## Your objective
Starting at the line that has "the window in the photo above." and continuing through the end of the data, write out every line again, including the lines that have no numbers. Multiply each coordinate by 2.55 and round it to a whole number, with halves rounding up.

[Some data]
┌──

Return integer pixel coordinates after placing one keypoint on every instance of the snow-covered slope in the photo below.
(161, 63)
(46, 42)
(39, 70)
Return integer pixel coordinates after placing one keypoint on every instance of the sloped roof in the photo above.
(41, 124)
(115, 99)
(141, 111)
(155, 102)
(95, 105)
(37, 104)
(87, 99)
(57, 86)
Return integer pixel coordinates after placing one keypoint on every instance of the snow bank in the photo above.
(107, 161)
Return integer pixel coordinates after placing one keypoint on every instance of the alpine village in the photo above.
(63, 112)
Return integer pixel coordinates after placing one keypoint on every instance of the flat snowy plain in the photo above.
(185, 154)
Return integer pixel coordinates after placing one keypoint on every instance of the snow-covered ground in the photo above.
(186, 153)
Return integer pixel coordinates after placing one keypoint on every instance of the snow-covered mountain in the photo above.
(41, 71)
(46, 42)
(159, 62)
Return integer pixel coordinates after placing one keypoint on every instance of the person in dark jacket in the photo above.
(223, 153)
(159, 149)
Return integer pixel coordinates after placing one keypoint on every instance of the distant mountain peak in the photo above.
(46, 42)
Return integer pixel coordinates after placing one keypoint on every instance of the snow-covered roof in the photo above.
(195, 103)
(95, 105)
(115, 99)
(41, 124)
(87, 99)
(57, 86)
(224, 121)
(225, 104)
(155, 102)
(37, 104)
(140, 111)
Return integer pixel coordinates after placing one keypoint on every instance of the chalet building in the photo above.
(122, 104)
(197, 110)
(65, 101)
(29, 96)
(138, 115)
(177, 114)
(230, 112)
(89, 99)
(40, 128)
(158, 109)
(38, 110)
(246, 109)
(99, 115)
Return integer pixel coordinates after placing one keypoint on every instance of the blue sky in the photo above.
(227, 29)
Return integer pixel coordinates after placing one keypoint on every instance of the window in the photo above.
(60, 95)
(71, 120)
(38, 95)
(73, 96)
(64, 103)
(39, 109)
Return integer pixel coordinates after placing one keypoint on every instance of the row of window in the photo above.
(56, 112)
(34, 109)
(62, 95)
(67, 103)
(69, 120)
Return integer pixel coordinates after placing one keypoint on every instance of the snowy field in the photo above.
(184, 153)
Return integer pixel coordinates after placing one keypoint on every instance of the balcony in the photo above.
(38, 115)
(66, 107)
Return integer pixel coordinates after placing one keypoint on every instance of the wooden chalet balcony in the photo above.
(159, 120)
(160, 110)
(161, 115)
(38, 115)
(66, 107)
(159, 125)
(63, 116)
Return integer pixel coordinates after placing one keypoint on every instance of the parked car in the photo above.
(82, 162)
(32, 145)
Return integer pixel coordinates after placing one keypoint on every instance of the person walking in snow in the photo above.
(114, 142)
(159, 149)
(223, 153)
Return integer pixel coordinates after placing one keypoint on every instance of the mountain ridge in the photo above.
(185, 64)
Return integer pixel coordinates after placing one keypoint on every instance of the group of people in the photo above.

└──

## Response below
Return integer pixel coordinates after placing one keypoint on every instance of the window in the photo above.
(153, 242)
(181, 306)
(97, 242)
(186, 245)
(163, 263)
(99, 278)
Return integer pixel coordinates after placing one keypoint on every instance of the row of window in the photo above.
(143, 286)
(87, 278)
(158, 242)
(171, 263)
(176, 306)
Return integer pixel coordinates after placing one keypoint on every instance of the snowy field in the photo above.
(469, 390)
Return integer pixel coordinates after placing one keypoint on every instance of the balcony in the photo above.
(97, 293)
(168, 273)
Return integer pixel coordinates after placing one keypoint on every instance of the wooden chalet balcony in the photo above.
(405, 306)
(408, 281)
(411, 293)
(97, 293)
(168, 273)
(405, 319)
(161, 296)
Return integer pixel coordinates after placing one keypoint on every instance of the parked car in the photo above.
(209, 413)
(82, 370)
Return integer pixel coordinates after placing one keypoint on every instance of the person walking in snow in the photo above.
(291, 362)
(405, 380)
(569, 390)
Return integer pixel coordinates after placing one keypoint on every instance of the mountain ridge in the photo above.
(472, 163)
Return integer pixel coordinates after placing one keypoint on every instance of the group of people in the photo above.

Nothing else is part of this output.